Saved entries:
# # # # # # #
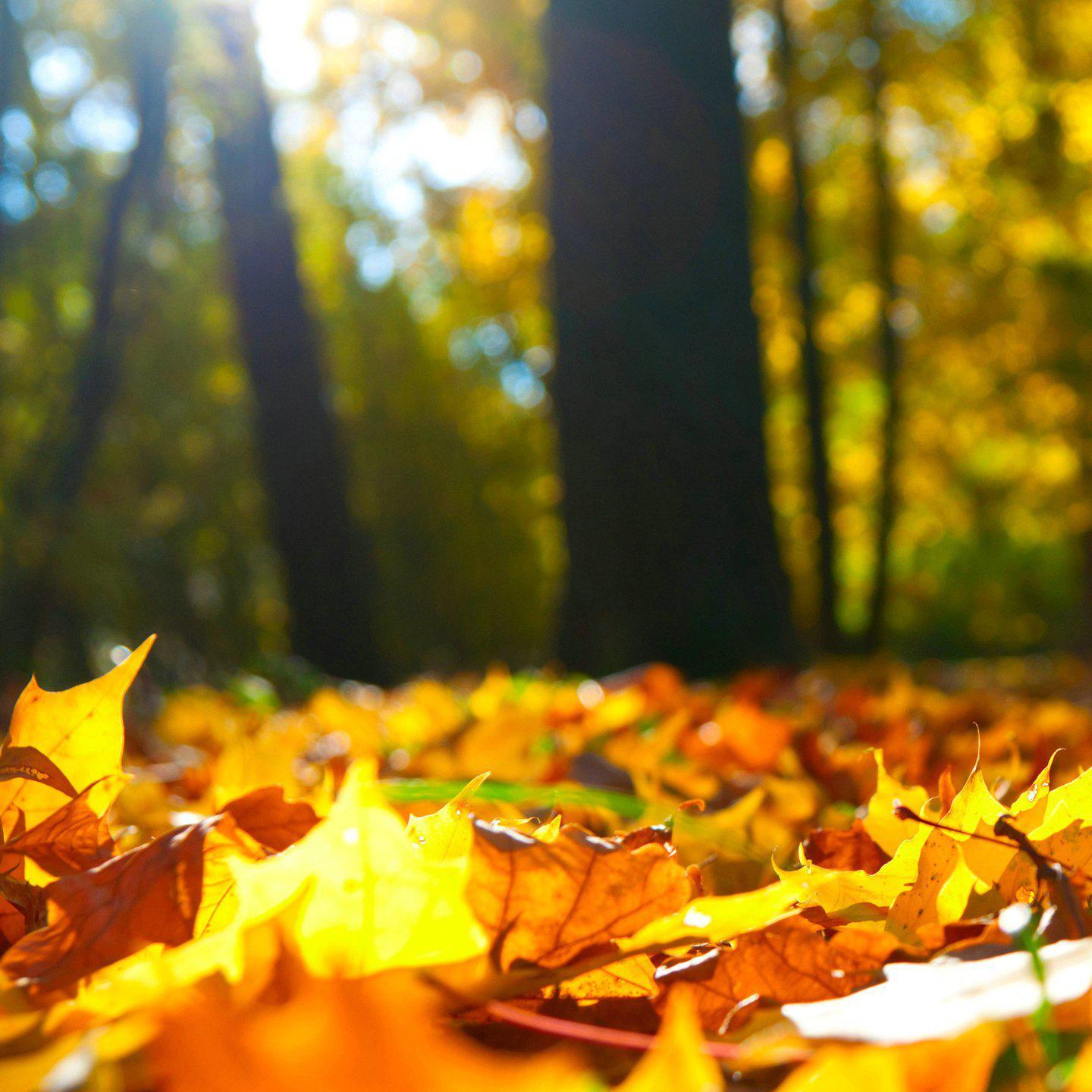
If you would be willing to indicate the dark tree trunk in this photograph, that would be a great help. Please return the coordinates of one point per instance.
(659, 389)
(99, 366)
(327, 565)
(813, 370)
(890, 356)
(64, 456)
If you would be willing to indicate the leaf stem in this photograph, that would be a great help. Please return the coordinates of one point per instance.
(593, 1033)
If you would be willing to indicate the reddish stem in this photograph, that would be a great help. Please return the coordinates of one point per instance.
(591, 1033)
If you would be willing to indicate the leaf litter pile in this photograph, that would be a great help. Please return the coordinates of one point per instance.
(532, 883)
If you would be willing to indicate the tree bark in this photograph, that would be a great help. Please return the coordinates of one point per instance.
(329, 573)
(659, 389)
(62, 458)
(890, 353)
(813, 369)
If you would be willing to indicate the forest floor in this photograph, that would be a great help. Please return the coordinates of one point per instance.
(824, 880)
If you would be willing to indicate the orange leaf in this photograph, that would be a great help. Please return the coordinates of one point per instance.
(270, 819)
(74, 838)
(849, 850)
(340, 1035)
(148, 896)
(548, 902)
(60, 742)
(789, 961)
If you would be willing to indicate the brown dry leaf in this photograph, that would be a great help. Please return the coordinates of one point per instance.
(956, 1065)
(270, 819)
(851, 849)
(676, 1060)
(922, 1002)
(548, 902)
(340, 1035)
(789, 961)
(76, 836)
(60, 742)
(150, 895)
(633, 977)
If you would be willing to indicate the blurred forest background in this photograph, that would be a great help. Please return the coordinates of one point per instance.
(180, 349)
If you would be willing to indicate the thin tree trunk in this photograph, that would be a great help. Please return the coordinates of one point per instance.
(329, 573)
(890, 352)
(12, 80)
(811, 362)
(29, 591)
(659, 388)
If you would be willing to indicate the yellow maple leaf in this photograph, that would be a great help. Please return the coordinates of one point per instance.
(61, 742)
(676, 1060)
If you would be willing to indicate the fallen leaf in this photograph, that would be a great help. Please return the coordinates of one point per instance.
(149, 895)
(676, 1060)
(789, 961)
(548, 902)
(367, 898)
(956, 1065)
(76, 836)
(852, 849)
(79, 734)
(270, 819)
(340, 1035)
(948, 996)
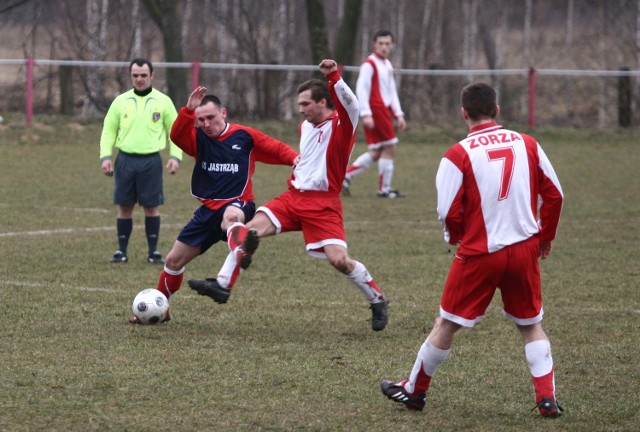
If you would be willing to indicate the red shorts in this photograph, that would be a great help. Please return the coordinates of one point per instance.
(383, 133)
(473, 280)
(317, 214)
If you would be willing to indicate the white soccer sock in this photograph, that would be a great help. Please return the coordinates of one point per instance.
(226, 272)
(385, 171)
(363, 162)
(428, 359)
(361, 278)
(538, 355)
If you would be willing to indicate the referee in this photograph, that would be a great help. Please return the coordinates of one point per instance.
(138, 124)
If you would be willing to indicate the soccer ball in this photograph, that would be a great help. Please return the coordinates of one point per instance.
(150, 306)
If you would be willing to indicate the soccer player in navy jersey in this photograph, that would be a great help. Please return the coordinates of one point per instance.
(225, 157)
(499, 200)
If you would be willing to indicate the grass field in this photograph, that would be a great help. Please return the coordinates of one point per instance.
(293, 349)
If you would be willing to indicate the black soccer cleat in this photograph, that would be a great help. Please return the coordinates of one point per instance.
(210, 288)
(392, 194)
(119, 257)
(549, 407)
(249, 246)
(379, 315)
(155, 258)
(346, 187)
(397, 393)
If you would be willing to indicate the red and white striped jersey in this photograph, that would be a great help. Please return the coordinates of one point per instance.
(325, 148)
(377, 86)
(496, 188)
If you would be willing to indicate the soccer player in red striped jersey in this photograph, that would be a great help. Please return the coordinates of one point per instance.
(379, 108)
(312, 203)
(499, 200)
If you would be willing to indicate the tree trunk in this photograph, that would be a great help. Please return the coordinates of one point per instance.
(317, 31)
(348, 32)
(286, 29)
(97, 25)
(470, 12)
(424, 35)
(166, 15)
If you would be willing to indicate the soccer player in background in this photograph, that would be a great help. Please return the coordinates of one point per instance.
# # # # # # #
### Work to be completed
The task calls for duplicating the data exactly, with no images kept.

### Output of the exercise
If you would be willing to indicate the dark tree trunk in this photograph, that would be a great help. Please return the coordinates of one point per instance.
(659, 389)
(99, 366)
(327, 565)
(813, 370)
(890, 356)
(64, 456)
If you would be willing to indicate the leaf stem in this photograph, that would be a great help. Please return the coordinates of one point per instance.
(593, 1033)
If you would be willing to indicate the reddish stem in this photograph, that would be a great help. Please return the coordinates of one point per instance.
(591, 1033)
If you would be willing to indicate the leaf litter pile in this photograph, that would be a great help. Please return the coordinates of one point per instance.
(532, 883)
If you would be willing to indicate the tree bark in this photograph, that would be a great help. Please return the coordinates of one point per instance.
(329, 573)
(659, 389)
(62, 458)
(890, 353)
(813, 369)
If you would be willing to indicate the forest floor in this photograph, that would be a great help. Please return the coordinates of one point per instance.
(824, 880)
If you would be willing to indicate the orange leaf in this photograph, that would be a great help. Please return the coordinates of one point per instance.
(270, 819)
(74, 838)
(849, 850)
(340, 1035)
(148, 896)
(548, 902)
(60, 742)
(789, 961)
If you would be willing to indicate the brown dry leaf in this photograph, that would be a great help. Please return the coordinates of one point per instance.
(956, 1065)
(270, 819)
(851, 849)
(676, 1060)
(922, 1002)
(548, 902)
(340, 1035)
(789, 961)
(76, 836)
(60, 742)
(150, 895)
(633, 977)
If you would be willing to indicate the blurred forest background in this photograph, that would be a great help. Please return the coordinates of one point per instance.
(180, 349)
If you would be willing to indicate the thin tree trunk in this photograph, that would be a great help. Please return the coordinates of one point per instance.
(329, 573)
(890, 352)
(12, 80)
(811, 362)
(29, 591)
(659, 388)
If you would be willing to indicate the yellow maple leaf in this photograph, that would be a great help. Please return the coordinates of one point per instance.
(61, 742)
(676, 1060)
If you would be willing to indicate the fallen leaf in this photograph, that would be a great help. Please return the coordinates of one point per instance.
(149, 895)
(676, 1060)
(789, 961)
(548, 902)
(367, 898)
(956, 1065)
(76, 836)
(852, 849)
(79, 734)
(270, 819)
(340, 1035)
(948, 996)
If you would be willing to indicate the red shorts in this photograph, that would be a great help. Please return the coordinates of one point per instance.
(383, 133)
(473, 280)
(317, 214)
If you would be willing to indicate the white soccer sock in this photograph, that would be a great help. Please return the coordinates of one point per instance.
(226, 272)
(385, 171)
(363, 162)
(428, 359)
(361, 278)
(538, 355)
If you would be willing to indicate the referee in this photograph, that would be a great help. Please return the coordinates of one point per instance.
(138, 124)
If you would be willing to indicate the soccer ball in this photograph, that would be a great help. Please return the coordinates of one point per instance.
(150, 306)
If you would be willing to indicate the soccer player in navy jersey in this photograph, that would be a great help. Please return the coordinates of one point per instance.
(225, 157)
(499, 200)
If you would be willing to indicate the grass field in this photograph, that would be a great help. Please return the coordinates of one point per instance.
(293, 349)
If you would be willing to indicate the black soccer cleat in this photograph, that would be a great help. Please return the coordinates of one point per instance.
(210, 288)
(392, 194)
(119, 257)
(549, 407)
(249, 246)
(379, 315)
(155, 258)
(346, 187)
(397, 393)
If you would be willing to indicate the red and white striped jersey in this photograph, that would be a great help. Please return the coordinates of one point per instance.
(325, 148)
(377, 86)
(496, 188)
If you would be willing to indicate the soccer player in red striped jersey in this photograph, that would be a great help. Please return the coordinates of one point per instance.
(379, 108)
(312, 203)
(499, 200)
If you would be willing to indicate the tree trunk in this photograph, that would be a great help. Please return the coordinates of one point per instance.
(317, 31)
(348, 32)
(286, 29)
(97, 25)
(470, 12)
(424, 35)
(166, 15)
If you would be willing to indicate the soccer player in background in this photograph, that would be a great help. Please return the coordinates of one point per instance.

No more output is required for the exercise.